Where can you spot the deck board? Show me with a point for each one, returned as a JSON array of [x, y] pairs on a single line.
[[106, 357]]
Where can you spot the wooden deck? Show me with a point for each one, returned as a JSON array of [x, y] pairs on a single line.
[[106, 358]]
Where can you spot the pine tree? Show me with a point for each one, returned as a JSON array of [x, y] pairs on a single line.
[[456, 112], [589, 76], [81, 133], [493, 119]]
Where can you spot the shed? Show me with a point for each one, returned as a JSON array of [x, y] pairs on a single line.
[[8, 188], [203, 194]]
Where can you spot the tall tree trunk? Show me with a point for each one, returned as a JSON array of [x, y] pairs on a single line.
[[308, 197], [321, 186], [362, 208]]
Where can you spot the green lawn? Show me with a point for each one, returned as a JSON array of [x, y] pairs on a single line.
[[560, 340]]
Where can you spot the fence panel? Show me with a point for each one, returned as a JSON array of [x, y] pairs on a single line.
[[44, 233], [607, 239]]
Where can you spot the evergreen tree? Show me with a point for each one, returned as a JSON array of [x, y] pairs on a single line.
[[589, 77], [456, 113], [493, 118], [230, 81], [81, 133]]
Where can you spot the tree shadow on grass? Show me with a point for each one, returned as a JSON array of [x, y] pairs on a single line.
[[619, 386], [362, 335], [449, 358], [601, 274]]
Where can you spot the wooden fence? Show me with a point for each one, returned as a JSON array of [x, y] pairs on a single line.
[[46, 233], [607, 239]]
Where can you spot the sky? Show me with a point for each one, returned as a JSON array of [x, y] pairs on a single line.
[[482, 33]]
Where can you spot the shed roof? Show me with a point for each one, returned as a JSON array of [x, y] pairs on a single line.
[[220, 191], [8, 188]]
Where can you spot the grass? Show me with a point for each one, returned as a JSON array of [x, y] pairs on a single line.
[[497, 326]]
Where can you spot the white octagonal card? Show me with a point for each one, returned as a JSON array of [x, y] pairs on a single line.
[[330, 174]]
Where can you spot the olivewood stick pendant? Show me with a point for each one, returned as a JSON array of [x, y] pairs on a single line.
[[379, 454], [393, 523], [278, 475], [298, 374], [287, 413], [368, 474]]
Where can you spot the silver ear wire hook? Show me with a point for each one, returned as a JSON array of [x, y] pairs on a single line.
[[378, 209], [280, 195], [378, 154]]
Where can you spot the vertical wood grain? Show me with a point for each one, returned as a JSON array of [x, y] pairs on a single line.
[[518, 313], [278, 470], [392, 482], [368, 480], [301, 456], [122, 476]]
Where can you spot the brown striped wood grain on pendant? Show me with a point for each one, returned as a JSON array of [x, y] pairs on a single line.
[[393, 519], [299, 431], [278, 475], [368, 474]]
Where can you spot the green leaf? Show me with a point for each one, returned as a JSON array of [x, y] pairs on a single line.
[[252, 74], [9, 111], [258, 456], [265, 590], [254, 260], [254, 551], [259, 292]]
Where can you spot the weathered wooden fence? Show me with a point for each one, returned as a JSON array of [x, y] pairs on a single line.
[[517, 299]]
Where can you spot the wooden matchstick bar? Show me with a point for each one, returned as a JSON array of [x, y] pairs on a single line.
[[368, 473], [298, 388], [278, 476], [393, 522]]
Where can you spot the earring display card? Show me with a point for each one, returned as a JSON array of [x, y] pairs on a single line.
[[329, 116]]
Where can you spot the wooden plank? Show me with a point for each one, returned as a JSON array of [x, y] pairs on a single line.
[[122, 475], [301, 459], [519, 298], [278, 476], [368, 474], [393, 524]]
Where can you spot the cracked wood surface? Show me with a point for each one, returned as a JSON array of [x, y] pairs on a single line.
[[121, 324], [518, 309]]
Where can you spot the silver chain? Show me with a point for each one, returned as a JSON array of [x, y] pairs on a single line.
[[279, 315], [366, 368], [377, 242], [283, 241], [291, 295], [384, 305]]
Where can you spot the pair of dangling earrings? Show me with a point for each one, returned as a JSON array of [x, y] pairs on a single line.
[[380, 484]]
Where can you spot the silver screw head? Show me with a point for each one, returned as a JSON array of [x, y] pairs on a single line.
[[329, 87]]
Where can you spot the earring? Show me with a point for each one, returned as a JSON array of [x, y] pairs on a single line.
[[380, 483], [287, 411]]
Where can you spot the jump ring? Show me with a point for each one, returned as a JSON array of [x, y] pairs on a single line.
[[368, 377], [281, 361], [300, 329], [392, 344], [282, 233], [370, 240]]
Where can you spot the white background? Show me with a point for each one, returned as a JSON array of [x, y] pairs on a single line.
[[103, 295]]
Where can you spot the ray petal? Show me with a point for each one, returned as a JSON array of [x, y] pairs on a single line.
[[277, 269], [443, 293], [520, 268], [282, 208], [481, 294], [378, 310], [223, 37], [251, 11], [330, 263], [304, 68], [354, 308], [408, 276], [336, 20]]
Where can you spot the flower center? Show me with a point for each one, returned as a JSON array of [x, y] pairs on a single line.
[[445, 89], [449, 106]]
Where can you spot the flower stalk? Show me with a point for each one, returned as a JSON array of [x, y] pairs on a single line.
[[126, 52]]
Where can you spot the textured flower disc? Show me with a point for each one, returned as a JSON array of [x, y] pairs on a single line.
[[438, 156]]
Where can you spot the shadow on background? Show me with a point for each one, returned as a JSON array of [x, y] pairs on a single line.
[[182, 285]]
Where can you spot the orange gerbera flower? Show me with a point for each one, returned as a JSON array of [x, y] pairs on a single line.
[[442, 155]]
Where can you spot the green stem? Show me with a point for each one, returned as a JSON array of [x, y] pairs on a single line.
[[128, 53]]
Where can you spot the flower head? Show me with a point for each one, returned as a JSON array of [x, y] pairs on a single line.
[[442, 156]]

------------------------------------------------------------

What you return must match the data word for word.

Where can you spot the deck board? Show me with a point for each one, returned as a JSON array of [x, y] pairs on a single line.
[[106, 357]]
Where can you spot the wooden deck? Show me with a point for each one, returned as a JSON array of [x, y] pairs on a single line.
[[106, 358]]
Where can you spot the pine tree? Show me with a point for each one, returned as a JSON array of [x, y] pairs on a single line.
[[456, 112], [589, 76], [81, 133], [493, 119]]
Where can you spot the shed? Show me with a point for each one, returned as a JSON array of [x, y] pairs on a single line.
[[8, 188], [203, 194]]
Where can you spot the tall tree trunk? Show me with a point for each one, returned as a JSON array of [x, y] pairs on a single line.
[[308, 197], [321, 186], [362, 208]]
Where can you spot the green lawn? Show me with a point for each one, returned as a JSON array of [x, y] pairs on a single line.
[[560, 340]]
Where can you spot the fence panel? Show me with a point for each one, returned as a JSON array of [x, y] pairs on a single line.
[[44, 233], [607, 239]]
Where can you spot the evergreen tree? Show me with a point for each one, returned as a JSON array of [x, y] pairs on a single line.
[[589, 77], [456, 113], [493, 118], [230, 81], [81, 133]]
Where can you spot the tree shadow on grass? Show me with a point for each one, returned as a JSON array of [x, y] pairs on a single line.
[[619, 386], [362, 335], [449, 358], [601, 274]]
Where can you spot the wooden fence? Show me with a point for each one, returned as a JSON array of [x, y] pairs on a single line.
[[46, 233], [607, 239]]
Where can you spot the sky? Show me with a point for each one, returned as a JSON array of [x, y] pairs on a single line.
[[482, 33]]
Where can you spot the shed roof? Show me with a point for each one, returned as a JSON array of [x, y] pairs on a single line.
[[220, 191], [8, 188]]
Where can you spot the grass? Show me with a point for each one, returned as a JSON array of [x, y] pairs on a single line.
[[497, 326]]
Where can you spot the white octagonal card? Show me with a point for each one, returned as a JSON array of [x, y] pairs on a single line.
[[330, 174]]
Where can you spot the olivewood stick pendant? Show me with a point for each one, returned as a JSON array of [x, y] pairs on a single line.
[[379, 454], [393, 523], [278, 475], [298, 374], [287, 413], [368, 474]]
Where can you spot the silver ear wire hook? Show me with a point for each one, returned as a JSON array of [x, y] pairs on a single line.
[[378, 209], [280, 195], [378, 154]]
Where can you spot the vertical wood grain? Show me with a point for each one, returned as a JSON array of [x, y] pairs on a single line.
[[518, 313], [278, 470], [392, 482], [368, 480], [301, 456], [122, 476]]
Where can you spot the brown striped wood grain on pendant? Show me with a point for each one, returned as a JSON array of [x, y] pairs on a single line.
[[393, 519], [299, 431], [278, 475], [368, 474]]
Where can you spot the green leaf? Show me with a point for each one, returned as a JSON array of [x, y] pairs on a single line.
[[252, 74], [9, 111], [258, 456], [265, 590], [254, 260], [254, 551], [259, 292]]
Where can you spot the weathered wooden fence? Show me with a point for each one, returned as a JSON array of [x, y] pairs on a single line.
[[517, 299]]
Where can you spot the wooden matchstick bar? Show me with a point for each one, returned as a JSON array of [x, y] pairs on a single line.
[[368, 473], [298, 388], [278, 476], [393, 522]]
Where can you spot the earring display card? Show me with a point for each one, returned as a JSON array of [x, y] pairs on a single line.
[[329, 116]]
Where can you spot the wooden plank? Show me with a point for each one, returned as a JSON array of [x, y] pairs on a single line.
[[122, 475], [301, 459], [519, 298], [278, 476], [368, 474], [393, 524]]
Where can you spot the cracked wood surface? Show me with a point for each one, returned as a JSON array of [x, y] pairs on a single line.
[[121, 324], [518, 309]]
Where can you spot the silver chain? Show me with a point for each one, returned as a JSON array of [x, y] pairs on a single line.
[[279, 315], [366, 368], [377, 242], [283, 241], [291, 295], [384, 305]]
Where can you spot the pair of dangling earrings? Show me with a point for each one, returned as a JSON array of [x, y] pairs on a single line.
[[380, 484]]
Where can you spot the silver screw head? Show me with a point for each one, returned as a JSON array of [x, y] pairs on a single line.
[[329, 87]]
Where can you spot the earring? Show me with a point for each one, returned as a JSON array of [x, y] pairs on a single line.
[[380, 483], [287, 411]]
Where can you spot the jump ring? Show me with a point for each one, returned as a JSON array of [x, y] pairs on a single line.
[[368, 377], [281, 361], [300, 329], [392, 344], [282, 233], [370, 240]]
Where can you spot the white background? Show me with a point for each one, returned as a JSON array of [x, y] pairs on a single line.
[[103, 295]]
Where can you spot the ray petal? Show me with a point for each one, returned as a JSON array of [x, y] pairs on a single line.
[[277, 269], [443, 293], [520, 268], [282, 208], [481, 294], [378, 310], [223, 37], [251, 11], [330, 263], [304, 68], [354, 308], [408, 276], [336, 20]]
Where can you spot the flower center? Show me with a point for each one, returned as a JSON array of [x, y] pairs on a single line.
[[445, 89], [449, 106]]
Where can you spot the flower stalk? Show me with a point for each one, returned as a JSON array of [x, y] pairs on a single line.
[[126, 52]]
Where can you spot the textured flower disc? Show me with a point for each one, returned as a JSON array of [x, y] pairs on a single line.
[[438, 156]]
Where can you spot the shadow on background? Show me with a point for each one, returned as a JSON array of [x, y] pairs on a single line.
[[182, 285]]
Where can you spot the orange gerbera flower? Show me with a point for each one, returned as a JSON array of [x, y] pairs on a single line.
[[442, 155]]
Where can you spot the green stem? Show me with a point for each one, returned as a JSON array of [x, y] pairs on a single line.
[[128, 53]]
Where can you spot the flower head? Show me with a point for each one, returned as a JSON array of [x, y] pairs on a single line.
[[442, 156]]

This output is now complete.